Can you print, word for word, the stretch of records from the very start through the line containing "(1051, 346)"?

== RECORDS FOR THIS EXERCISE ==

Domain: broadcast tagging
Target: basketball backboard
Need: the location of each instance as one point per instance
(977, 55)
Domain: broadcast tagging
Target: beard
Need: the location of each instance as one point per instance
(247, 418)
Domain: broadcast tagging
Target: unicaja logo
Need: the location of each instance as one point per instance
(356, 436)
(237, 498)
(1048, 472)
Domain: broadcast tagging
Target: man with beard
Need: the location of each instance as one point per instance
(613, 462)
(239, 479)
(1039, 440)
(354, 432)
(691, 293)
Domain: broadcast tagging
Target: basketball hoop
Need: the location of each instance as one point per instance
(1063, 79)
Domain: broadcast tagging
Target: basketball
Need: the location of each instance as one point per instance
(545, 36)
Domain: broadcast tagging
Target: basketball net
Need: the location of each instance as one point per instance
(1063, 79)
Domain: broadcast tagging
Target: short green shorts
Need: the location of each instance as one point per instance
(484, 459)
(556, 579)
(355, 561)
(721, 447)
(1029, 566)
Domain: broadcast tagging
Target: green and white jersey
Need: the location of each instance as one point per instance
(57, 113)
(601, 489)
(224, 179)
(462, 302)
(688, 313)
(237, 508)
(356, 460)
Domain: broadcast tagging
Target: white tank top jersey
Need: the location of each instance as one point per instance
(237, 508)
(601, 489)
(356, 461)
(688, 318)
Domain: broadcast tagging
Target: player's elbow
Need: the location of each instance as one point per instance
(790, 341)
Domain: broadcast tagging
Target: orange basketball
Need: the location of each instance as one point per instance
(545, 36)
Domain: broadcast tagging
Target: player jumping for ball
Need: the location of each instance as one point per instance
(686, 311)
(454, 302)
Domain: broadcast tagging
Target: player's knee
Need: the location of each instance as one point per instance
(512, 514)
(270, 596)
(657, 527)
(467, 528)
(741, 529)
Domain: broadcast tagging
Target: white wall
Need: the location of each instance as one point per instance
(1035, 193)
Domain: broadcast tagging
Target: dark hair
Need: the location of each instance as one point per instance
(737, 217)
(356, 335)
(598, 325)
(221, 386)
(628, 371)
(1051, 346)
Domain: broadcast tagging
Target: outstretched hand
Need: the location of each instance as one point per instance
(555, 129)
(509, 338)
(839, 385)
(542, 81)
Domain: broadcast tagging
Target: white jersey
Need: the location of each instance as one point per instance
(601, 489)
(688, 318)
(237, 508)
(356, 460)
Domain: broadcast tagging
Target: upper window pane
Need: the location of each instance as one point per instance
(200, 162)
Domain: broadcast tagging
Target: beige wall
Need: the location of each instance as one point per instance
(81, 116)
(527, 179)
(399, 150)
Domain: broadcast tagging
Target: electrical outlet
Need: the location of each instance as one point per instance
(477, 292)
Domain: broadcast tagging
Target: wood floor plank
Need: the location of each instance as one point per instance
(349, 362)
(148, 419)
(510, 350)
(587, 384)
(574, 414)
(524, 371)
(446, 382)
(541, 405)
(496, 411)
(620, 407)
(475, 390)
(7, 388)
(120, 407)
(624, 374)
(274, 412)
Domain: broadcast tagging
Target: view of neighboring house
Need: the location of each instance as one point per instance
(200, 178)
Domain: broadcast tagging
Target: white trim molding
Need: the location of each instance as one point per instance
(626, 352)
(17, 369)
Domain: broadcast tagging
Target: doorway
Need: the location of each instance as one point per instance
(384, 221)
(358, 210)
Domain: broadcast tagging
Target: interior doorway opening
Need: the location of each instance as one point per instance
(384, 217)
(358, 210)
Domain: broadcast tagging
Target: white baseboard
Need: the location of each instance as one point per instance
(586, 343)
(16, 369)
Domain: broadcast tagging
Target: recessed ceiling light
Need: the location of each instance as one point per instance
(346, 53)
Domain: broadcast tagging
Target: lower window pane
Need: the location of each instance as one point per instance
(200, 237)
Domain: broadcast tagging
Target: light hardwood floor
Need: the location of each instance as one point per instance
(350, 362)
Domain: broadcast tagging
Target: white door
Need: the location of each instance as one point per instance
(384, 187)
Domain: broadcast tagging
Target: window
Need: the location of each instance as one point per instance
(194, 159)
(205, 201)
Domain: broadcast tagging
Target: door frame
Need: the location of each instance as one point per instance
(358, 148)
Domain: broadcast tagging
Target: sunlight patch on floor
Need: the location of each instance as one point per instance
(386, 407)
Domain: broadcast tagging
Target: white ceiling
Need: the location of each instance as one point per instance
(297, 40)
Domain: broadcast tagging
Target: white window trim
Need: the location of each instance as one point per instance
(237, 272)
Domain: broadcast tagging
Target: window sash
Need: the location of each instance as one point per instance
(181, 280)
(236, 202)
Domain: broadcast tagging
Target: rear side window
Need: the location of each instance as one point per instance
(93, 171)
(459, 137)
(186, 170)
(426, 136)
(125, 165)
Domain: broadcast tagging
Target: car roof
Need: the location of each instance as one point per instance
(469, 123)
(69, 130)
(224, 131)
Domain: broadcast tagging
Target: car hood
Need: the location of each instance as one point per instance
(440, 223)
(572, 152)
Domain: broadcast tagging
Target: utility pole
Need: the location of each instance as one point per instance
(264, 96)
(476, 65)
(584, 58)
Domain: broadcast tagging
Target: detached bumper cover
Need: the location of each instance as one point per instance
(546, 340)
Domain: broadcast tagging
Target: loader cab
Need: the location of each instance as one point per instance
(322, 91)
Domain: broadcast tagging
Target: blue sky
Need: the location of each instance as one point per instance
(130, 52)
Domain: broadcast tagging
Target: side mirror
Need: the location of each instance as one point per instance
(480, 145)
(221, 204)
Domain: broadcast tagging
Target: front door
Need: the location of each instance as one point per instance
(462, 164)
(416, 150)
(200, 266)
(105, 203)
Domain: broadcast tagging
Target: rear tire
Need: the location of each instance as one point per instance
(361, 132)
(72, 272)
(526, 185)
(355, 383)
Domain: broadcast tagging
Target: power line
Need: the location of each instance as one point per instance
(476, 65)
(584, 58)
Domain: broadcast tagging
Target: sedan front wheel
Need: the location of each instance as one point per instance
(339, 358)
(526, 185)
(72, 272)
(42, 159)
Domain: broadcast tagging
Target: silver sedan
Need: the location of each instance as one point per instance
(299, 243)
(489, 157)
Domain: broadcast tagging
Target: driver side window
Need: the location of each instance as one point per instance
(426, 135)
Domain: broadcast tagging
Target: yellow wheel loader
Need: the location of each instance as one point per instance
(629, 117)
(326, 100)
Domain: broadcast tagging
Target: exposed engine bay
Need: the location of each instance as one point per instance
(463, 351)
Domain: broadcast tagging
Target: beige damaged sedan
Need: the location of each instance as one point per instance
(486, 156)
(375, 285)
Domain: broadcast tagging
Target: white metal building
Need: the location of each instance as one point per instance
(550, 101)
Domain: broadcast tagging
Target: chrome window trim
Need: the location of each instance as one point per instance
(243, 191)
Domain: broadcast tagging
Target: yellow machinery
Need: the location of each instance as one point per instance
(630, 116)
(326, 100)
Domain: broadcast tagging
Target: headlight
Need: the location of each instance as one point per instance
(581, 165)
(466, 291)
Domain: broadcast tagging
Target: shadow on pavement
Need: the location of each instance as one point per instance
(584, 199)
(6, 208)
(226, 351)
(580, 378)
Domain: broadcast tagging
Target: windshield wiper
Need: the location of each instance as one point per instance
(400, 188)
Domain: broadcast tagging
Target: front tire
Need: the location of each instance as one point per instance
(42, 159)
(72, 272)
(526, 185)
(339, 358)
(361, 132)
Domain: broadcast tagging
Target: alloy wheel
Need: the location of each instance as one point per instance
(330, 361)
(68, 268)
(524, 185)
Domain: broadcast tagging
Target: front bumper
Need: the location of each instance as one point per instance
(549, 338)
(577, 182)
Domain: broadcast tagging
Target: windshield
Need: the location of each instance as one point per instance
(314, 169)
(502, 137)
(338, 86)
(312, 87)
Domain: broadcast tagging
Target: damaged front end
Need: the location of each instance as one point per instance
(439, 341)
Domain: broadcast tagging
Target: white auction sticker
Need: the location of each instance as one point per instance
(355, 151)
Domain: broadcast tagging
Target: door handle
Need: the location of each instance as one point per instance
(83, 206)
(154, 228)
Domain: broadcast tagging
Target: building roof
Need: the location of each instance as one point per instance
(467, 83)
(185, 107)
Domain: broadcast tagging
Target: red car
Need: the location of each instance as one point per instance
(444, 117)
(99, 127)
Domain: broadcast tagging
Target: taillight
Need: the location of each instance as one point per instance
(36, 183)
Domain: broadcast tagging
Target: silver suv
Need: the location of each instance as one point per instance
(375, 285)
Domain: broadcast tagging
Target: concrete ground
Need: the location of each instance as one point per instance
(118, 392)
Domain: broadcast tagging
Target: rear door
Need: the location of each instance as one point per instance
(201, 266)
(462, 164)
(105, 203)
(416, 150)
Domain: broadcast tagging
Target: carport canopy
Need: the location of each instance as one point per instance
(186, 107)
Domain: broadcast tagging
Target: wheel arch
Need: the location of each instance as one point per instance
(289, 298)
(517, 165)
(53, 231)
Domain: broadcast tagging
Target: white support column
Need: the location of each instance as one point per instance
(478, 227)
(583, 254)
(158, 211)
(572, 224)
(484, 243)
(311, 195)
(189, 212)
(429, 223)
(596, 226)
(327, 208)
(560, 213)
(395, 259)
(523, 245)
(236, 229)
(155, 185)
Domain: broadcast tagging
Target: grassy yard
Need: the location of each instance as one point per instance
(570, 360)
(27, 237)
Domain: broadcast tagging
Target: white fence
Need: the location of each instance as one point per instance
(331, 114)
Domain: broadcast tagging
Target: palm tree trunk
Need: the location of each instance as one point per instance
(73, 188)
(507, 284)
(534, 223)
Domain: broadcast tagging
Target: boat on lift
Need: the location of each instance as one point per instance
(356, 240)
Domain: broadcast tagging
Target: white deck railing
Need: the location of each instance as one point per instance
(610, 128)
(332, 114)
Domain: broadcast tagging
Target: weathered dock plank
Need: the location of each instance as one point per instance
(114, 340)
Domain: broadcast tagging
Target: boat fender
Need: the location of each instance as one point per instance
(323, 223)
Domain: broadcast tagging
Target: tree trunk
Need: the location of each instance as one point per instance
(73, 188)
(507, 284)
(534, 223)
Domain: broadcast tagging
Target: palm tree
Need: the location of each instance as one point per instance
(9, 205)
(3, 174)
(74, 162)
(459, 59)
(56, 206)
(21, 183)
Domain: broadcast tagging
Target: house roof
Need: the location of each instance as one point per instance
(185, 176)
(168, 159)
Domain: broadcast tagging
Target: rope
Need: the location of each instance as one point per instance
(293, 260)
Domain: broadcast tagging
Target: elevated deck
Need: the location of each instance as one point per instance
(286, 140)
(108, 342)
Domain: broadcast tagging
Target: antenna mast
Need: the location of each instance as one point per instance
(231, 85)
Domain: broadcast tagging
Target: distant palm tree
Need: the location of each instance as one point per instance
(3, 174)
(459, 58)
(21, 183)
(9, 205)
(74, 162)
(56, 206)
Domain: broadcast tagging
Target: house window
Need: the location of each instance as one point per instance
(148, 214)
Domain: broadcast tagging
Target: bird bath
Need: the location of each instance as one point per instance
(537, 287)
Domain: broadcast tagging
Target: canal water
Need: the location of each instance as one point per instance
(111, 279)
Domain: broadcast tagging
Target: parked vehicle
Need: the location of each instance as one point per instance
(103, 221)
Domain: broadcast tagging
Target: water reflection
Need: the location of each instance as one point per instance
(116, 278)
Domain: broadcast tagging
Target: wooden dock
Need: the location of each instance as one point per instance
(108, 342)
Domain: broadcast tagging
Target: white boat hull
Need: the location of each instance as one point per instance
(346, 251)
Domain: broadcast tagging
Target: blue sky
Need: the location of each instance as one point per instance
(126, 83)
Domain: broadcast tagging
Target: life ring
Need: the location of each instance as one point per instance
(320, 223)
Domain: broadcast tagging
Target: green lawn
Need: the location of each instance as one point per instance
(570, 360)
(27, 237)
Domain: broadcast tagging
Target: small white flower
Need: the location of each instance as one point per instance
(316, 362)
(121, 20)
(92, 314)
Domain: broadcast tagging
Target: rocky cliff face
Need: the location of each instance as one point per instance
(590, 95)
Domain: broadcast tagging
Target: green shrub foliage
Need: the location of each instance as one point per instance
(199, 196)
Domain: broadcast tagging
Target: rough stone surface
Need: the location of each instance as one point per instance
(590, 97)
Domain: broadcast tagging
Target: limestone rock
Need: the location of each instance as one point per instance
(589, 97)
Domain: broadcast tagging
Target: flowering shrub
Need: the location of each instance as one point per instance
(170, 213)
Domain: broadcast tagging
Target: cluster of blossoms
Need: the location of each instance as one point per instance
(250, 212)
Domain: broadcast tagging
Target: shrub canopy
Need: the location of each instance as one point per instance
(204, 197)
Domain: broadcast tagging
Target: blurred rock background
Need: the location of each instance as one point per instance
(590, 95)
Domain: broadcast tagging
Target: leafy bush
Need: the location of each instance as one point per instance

===

COMPLETED EXERCISE:
Domain: broadcast tagging
Target: basketball backboard
Need: the location of each instance as one point per instance
(977, 55)
Domain: broadcast tagging
Target: beard
Need: the location of each instance as one point per instance
(247, 418)
Domain: broadcast tagging
Target: unicaja logo
Need: the location of each instance as one point per instance
(356, 436)
(237, 498)
(1048, 472)
Domain: broadcast tagging
Target: man with beard
Need: the location of each instance as one point per instance
(613, 462)
(239, 479)
(1039, 440)
(354, 432)
(691, 293)
Domain: broadcast tagging
Target: basketball hoop
Need: the location of each instance as one point per instance
(1063, 79)
Domain: broadcast tagging
Target: basketball
Need: the location of each instance as one point per instance
(545, 36)
Domain: broadcast tagging
Target: basketball net
Need: the location of each instance as one point per instance
(1063, 79)
Domain: broadcast tagging
Target: short green shorts
Need: the location of each instance as one point per instance
(484, 459)
(556, 579)
(355, 561)
(721, 447)
(1029, 566)
Domain: broadcast tagging
Target: green and white jersey
Need: the location of each instance as one point per instance
(57, 113)
(601, 489)
(224, 179)
(462, 302)
(688, 313)
(237, 508)
(356, 460)
Domain: broadcast tagging
Target: white tank top jersey
Need: the location of each instance as one point per instance
(237, 508)
(601, 489)
(356, 461)
(688, 318)
Domain: broadcast tagging
Target: player's elbow
Need: the location of each instance as one point per instance
(790, 341)
Domain: broadcast tagging
Target: orange basketball
Need: the location of each instance as one point per instance
(545, 36)
Domain: broadcast tagging
Target: player jumping for ball
Need: the location of each instance as one point per instance
(686, 311)
(454, 302)
Domain: broadcast tagging
Target: player's knee
Need: the location of each instance as one point per instance
(512, 514)
(270, 596)
(657, 527)
(467, 528)
(741, 529)
Domain: broadcast tagging
Target: white wall
Need: the location of each instance as one point per instance
(1035, 193)
Domain: broadcast tagging
Target: dark hair
Need: the location of each instance as one point per instance
(737, 217)
(356, 335)
(598, 325)
(221, 386)
(628, 371)
(1051, 346)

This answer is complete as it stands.